DDx of acute GN - like presentations

  • anaphylactoid purpura with nephritis
  • chronic GN with an acute exacerbation
  • idiopathic hematuria
  • familial nephritis

thin glomerular basement membrane (TGBM) nephropathy

  • usually autosomal dominant but may be sporadic
  • aka benign familial hematuria
  • it appears to be due to a missense mutation in the COL4A4 gene that codes for the alpha-4 chain of type IV collagen, resulting in a glycine to glutamic acid substitution producing defective collagen that interferes with the normal meshwork architecture of the GBM, in a similar manner to Alport's syndrome leading many to postulate that it is a heterozygous form of autosomal recessive Alport's syndrome but it could represent a different type of mutation
  • one of the most common causes of glomerular microhaematuria - may account for almost 30% of the cases of glomerular hematuria 1)
  • frequency of TGBM nephropathy may be as high as 5% to 9% of the general population, according to studies on kidneys used for renal transplantation 2)

+ + + + +

WORK INSTRUCTION >> Write out the part of the kidney disease notes starting with "DDx of acute" and going on through "glomerular hematuria 1)".

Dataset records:
+ + + + +

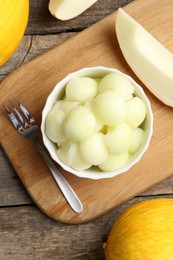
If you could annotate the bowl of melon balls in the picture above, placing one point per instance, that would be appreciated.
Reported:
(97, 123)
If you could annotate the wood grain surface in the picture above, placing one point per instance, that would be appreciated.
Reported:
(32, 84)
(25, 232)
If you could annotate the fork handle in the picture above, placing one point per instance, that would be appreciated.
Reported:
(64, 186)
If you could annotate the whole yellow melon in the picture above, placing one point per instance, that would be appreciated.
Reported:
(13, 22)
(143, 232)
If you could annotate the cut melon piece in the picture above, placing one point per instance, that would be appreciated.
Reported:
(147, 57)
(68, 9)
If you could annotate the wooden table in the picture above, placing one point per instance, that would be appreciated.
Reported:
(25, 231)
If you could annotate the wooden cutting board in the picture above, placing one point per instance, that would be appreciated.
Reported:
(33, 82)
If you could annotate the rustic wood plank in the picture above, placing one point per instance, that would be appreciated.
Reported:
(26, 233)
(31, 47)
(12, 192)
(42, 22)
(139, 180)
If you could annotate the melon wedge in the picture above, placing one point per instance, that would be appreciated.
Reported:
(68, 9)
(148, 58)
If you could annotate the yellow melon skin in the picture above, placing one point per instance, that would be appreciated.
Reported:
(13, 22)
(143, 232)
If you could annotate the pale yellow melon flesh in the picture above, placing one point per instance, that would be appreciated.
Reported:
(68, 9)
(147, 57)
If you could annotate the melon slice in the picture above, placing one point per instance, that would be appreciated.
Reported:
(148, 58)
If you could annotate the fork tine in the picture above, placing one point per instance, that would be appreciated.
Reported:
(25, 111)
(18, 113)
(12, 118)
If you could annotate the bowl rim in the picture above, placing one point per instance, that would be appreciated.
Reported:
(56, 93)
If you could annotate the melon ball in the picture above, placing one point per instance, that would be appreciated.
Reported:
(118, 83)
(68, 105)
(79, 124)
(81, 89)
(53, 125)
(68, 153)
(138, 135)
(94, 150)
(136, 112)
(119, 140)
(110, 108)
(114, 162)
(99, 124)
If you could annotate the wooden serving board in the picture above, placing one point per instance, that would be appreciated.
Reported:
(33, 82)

+ + + + +

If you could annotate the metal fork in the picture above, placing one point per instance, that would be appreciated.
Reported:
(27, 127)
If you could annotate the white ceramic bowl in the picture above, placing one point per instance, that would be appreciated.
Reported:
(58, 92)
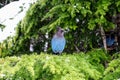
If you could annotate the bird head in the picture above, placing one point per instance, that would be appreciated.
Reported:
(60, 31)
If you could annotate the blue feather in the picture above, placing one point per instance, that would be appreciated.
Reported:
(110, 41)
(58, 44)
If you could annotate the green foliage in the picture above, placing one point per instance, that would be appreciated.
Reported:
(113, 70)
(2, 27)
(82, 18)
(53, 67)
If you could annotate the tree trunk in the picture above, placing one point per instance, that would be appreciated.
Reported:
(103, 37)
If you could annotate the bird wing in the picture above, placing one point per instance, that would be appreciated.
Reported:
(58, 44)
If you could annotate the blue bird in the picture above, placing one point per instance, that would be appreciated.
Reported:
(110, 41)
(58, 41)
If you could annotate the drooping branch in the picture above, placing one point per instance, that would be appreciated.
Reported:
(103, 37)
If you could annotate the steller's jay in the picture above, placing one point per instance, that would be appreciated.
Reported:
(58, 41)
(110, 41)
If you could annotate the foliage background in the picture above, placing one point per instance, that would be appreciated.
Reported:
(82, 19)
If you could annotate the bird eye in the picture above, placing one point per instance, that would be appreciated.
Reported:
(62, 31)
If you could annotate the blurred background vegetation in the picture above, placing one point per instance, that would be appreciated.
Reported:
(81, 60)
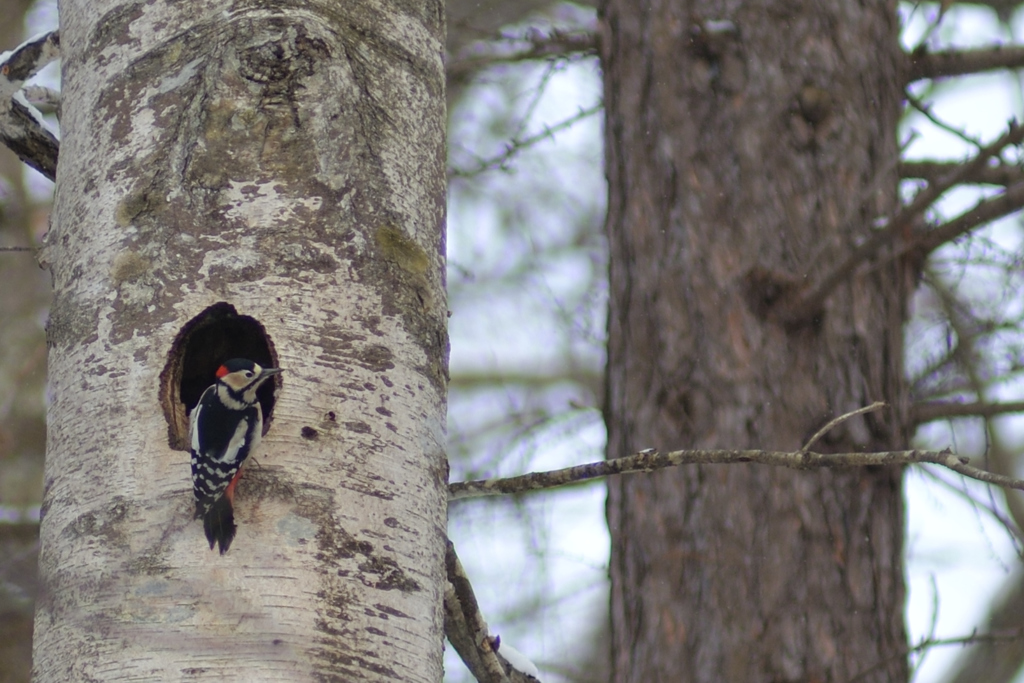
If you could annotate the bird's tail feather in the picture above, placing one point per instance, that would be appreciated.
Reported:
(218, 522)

+ + + + +

RESPONSE AREA >>
DDx of acute GN - like presentations

  • anaphylactoid purpura with nephritis
  • chronic GN with an acute exacerbation
  • idiopathic hematuria
  • familial nephritis

thin glomerular basement membrane (TGBM) nephropathy

  • usually autosomal dominant but may be sporadic
  • aka benign familial hematuria
  • it appears to be due to a missense mutation in the COL4A4 gene that codes for the alpha-4 chain of type IV collagen, resulting in a glycine to glutamic acid substitution producing defective collagen that interferes with the normal meshwork architecture of the GBM, in a similar manner to Alport's syndrome leading many to postulate that it is a heterozygous form of autosomal recessive Alport's syndrome but it could represent a different type of mutation
  • one of the most common causes of glomerular microhaematuria - may account for almost 30% of the cases of glomerular hematuria 1)